Daniel Paisner is an American journalist, author, and podcaster. He is best known for his work as a ghostwriter and collaborator.  He has published more than sixty books, including fourteen New York Times best-sellers. He is also the author of three novels, and several works of non-fiction.  His novel A Single Happened Thing was published by Relegation Books in March 2016.  His titles include The Girl in the Green Sweater: A Life in Holocaust's Shadow (2008), The Power of Broke (2016), and Last Man Down (2002).

Paisner hosts the podcast As Told To, in which he interviews other authors about their experiences ghostwriting and collaborating with notable figures.

Early life 

Paisner graduated from Tufts University with a B.A. in English in 1982, before receiving an M.A. in Journalism from Boston University.

Career 

In 2006, Paisner collaborated with Holly Robinson Peete on the book Get Your Own Damn Beer, I'm Watching the Game!: A Woman's Guide to Loving Pro Football, which won that year's Quill Award in the Sports category. He co-wrote Ivanka Trump's first self-help book, The Trump Card: Playing to Win in Work and Life, published in October 2009.

→ Task instructions:
(a) Rewrite the part of the Daniel Paisner biography that begins at the words "In 2006, Paisner" and stops after "in October 2009.", with "Quill Award" renamed to "Book Award".
(b) Answer these questions from the Daniel Paisner biography:
(i) From which university did Paisner receive his B.A. in English, and in what year?
(ii) What is the name of the podcast he hosts?
(iii) Which publisher released his novel A Single Happened Thing?
(c) Using the Daniel Paisner biography, explain in one to three sentences what sets apart his 2006 collaboration with Holly Robinson Peete.

→ Dataset excerpt:
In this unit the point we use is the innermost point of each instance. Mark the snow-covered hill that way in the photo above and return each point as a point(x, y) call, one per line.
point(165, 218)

→ Outputs:
(a)
In 2006, Paisner collaborated with Holly Robinson Peete on the book Get Your Own Damn Beer, I'm Watching the Game!: A Woman's Guide to Loving Pro Football, which won that year's Book Award in the Sports category. He co-wrote Ivanka Trump's first self-help book, The Trump Card: Playing to Win in Work and Life, published in October 2009.

(b)
(i) Tufts University, in 1982.
(ii) As Told To.
(iii) Relegation Books.

(c) The book, Get Your Own Damn Beer, I'm Watching the Game!: A Woman's Guide to Loving Pro Football, won that year's Quill Award in the Sports category.